**What you have to do**
Answer these from the grants program page below:
(a) At which university does the program fund collaborations?
(b) Which departments do the principal investigators of the COVID breathalyzer project belong to?
(c) In the human mobility project's description, what diminishes as fatigue sets in?

**Document excerpt**
**********

Search Target

Interdisciplinary Collaboration Grants Program

The Division of Research established the Interdisciplinary Collaboration Grants (ICG) Program to provide funds to facilitate the development of collaborations at Binghamton University. This program is for investigators who seek to enhance their research opportunities through collaboration and may include projects that represent a new research agenda. Proposals from all areas of scholarship are encouraged.

Two projects received funding in the program's 2021-2022 round of awards:

"Spatiotemporal Modeling of Human Mobility and Contagion Dynamics for COVID-19"

Principal Investigators and Departments: 

Changqing Chen (Systems Science and Industrial Engineering) and Eva Wu (Electrical and Computer Engineering) 

To tame the novel coronavirus pandemic, unprecedented pullback in economic and social activities has been imposed globally, which has inflicted immense economic toll and jeopardized societal wellbeing. Public compliance with the restrictions diminishes as fatigue sets in. This collective exhaustion brings on a surge in human mobility, which could in turn transmit the pathogen into otherwise unexposed areas, and the containment measure can rapidly succumb to human mobility not accompanied by adequate precaution. This has posed a tremendous quandary for effective optimal intervention. Thus, this project aims to (1) delineate the connection between spatiotemporal human motion and the dynamical geographical prevalence of the contagion; (2) conduct uncertainty quantification in contagion modeling via assimilation of the reported infection data, which will facilitate the design of target-oriented intervention. This project could potentially increase the preparedness of the whole society against future global pandemic disruptions. It has broad applications in optimal design in traffic networks considering human mobility and the optimal control in power grid networks with spatiotemporal sensing data.


"COVID Breathalyzer For Detecting Virus Spreading from Humans to Humans"

Principal Investigators and Departments:

Kaiming Ye (Biomedical Engineering), Chuan-Jian Zhong (Chemistry), and Huiyuan Guo (Chemistry)

Extensive clinical studies showed that the breath exhaled from COVID patients is one of the major routes of COVID spreading throughout the communities. Aerosols exhaled from these patients through breath contain million droplets of viruses that are highly contagious. While various COVID testing technologies have been developed, very little has been done to develop sensors that can detect the aerosolized viruses from COVID patient’s breath. The lack of such testing impairs our capability of constraining virus spreading from humans to humans. We herein propose a highly innovative COVID breathalyzer for detecting aerosolized SARS-Cov-2 from the breath. The device will be configured as a point-of-care test device capable of identifying virus carriers from the crowds, preventing the silent transmission from humans to humans. The device will be tested and validated first using a surrogate SARS-Cov-2 and SRAS-Cov-2 in a clinical setting eventually.

**********

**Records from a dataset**
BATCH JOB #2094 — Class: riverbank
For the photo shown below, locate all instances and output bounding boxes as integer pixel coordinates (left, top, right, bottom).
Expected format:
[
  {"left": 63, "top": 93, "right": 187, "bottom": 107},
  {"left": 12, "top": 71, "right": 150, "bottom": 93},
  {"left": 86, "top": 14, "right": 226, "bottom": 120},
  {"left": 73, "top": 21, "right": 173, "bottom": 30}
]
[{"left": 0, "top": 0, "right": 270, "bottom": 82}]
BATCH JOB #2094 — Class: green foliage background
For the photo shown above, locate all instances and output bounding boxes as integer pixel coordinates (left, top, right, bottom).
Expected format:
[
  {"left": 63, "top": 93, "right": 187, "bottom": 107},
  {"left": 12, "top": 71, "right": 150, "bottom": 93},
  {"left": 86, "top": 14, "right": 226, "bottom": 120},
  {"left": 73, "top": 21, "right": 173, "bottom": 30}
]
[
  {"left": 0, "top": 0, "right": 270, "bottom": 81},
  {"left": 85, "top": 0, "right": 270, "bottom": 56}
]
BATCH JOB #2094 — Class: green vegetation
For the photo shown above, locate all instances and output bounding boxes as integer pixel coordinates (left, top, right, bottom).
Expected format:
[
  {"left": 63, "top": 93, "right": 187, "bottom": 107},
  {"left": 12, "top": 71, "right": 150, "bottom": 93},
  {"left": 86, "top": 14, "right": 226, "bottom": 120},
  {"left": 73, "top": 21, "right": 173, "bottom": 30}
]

**********

**Exercise result**
(a) Binghamton University
(b) Biomedical Engineering and Chemistry
(c) Public compliance with the restrictions